Exercise brief.
Copy every line of the records below without changing anything.

Location labeling records
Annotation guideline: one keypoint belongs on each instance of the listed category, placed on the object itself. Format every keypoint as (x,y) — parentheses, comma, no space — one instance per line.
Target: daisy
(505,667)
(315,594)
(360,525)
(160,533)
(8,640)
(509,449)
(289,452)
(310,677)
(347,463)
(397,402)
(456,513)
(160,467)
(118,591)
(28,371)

Completed task.
Annotation guideline: one keypoint belongs on each instance of the listed category, placed on the object itself. Format every keypoint as (x,y) — parentheses, comma, no space — one instance per line.
Target: daisy
(505,667)
(315,594)
(360,525)
(160,533)
(8,640)
(509,449)
(289,452)
(310,677)
(347,463)
(397,402)
(456,513)
(160,467)
(118,591)
(28,371)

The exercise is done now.